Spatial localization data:

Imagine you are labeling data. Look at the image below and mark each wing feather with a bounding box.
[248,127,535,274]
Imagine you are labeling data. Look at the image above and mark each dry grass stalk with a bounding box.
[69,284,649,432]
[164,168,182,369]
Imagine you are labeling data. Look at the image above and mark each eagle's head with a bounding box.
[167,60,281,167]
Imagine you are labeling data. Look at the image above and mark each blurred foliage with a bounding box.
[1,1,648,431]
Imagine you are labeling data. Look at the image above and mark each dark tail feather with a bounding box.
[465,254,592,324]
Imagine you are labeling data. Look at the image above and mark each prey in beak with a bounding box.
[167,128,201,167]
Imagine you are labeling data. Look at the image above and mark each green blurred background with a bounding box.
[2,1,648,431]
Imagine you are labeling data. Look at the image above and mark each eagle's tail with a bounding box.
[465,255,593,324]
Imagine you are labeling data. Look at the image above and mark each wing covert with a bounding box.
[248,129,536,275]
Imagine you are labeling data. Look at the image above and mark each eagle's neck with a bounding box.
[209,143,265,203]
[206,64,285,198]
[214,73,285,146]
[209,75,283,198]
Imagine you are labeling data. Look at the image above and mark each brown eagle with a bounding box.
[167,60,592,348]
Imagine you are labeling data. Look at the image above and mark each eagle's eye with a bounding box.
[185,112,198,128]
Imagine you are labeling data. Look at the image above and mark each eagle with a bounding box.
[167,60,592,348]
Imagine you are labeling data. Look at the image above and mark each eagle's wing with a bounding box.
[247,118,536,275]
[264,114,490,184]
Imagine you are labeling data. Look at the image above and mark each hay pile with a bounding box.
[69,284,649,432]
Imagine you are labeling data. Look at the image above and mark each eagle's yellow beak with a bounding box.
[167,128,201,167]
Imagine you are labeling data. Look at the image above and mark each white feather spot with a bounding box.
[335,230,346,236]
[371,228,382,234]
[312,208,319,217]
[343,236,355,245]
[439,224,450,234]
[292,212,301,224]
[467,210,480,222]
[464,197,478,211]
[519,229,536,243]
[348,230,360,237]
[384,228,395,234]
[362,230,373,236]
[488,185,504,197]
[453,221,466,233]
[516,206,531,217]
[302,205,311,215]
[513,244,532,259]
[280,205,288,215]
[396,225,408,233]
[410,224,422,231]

WORK REQUIRED >>
Without altering a single word, set down all the entries again.

ANSWER BOX >>
Imagine you are labeling data. Look at the image below and mark each wing feather with a bounding box.
[248,127,535,274]
Imagine you are labeling data. Look at the image above and mark each dry grass stalk with a bounding box.
[69,284,649,432]
[164,168,182,369]
Imagine you are labeling data. Look at the image above and mark each eagle's head with a bounding box.
[167,60,281,167]
Imagine you are labeling data. Look at the image above and mark each blurred foliage with a bounding box.
[1,1,648,431]
Imagine you are labeling data. Look at the image above and mark each dark tail feather with a bounding box.
[465,254,592,324]
Imagine you are labeling data. Look at the image above and mark each prey in beak with a bounding box.
[167,128,201,167]
Imagine you are labeling data. Look at the image above and mark each green blurred background with a bounding box.
[2,1,648,431]
Imagine you are labeling data. Look at the image above and mark each eagle's tail with a bounding box.
[465,255,593,324]
Imagine you are labeling data. Look at the image above and mark each wing covert with a bounding box.
[248,129,536,275]
Imagine you are labeling data. Look at the image above and mark each eagle's neck with a bounding box.
[209,143,265,203]
[206,64,285,198]
[214,73,285,146]
[209,75,283,198]
Imagine you are labeling data. Look at the image above and mark each brown eagle with a bounding box.
[167,60,592,348]
Imagine you are labeling data. Look at the image above and mark each eagle's eye with a bounding box.
[185,112,198,128]
Imagine you are labeling data. Look at the image above and mark each eagle with a bounding box.
[167,60,592,348]
Imagine you are labeling data. Look at the image above and mark each eagle's wing with a bounding box.
[247,118,536,275]
[264,114,490,184]
Imagine you are labeling data. Look at the image above and mark each hay pile with a bounding box.
[69,284,649,432]
Imagine you are labeling data. Look at the image above and mark each eagle's yellow beak with a bounding box.
[167,128,201,167]
Imagine you are labeling data. Look at the image above and mark each white feather spot with a bounding box.
[335,230,346,236]
[371,228,382,234]
[312,208,319,217]
[343,236,355,245]
[439,224,450,234]
[292,212,301,224]
[467,210,480,222]
[464,197,478,211]
[519,229,536,243]
[348,230,360,237]
[384,228,395,234]
[362,230,373,236]
[488,185,504,197]
[453,221,466,233]
[516,206,531,217]
[302,205,311,215]
[513,244,532,259]
[280,205,288,215]
[396,225,408,233]
[410,224,422,231]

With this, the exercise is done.